Job: Which lines in the material below contain the word "outline"? Identify each one and copy it in full.

Given data:
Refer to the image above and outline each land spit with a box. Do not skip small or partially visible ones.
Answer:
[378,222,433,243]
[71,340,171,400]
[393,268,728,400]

Task result:
Refer to the image above and outline each land spit with a box. Do not skip small or partially visible ones.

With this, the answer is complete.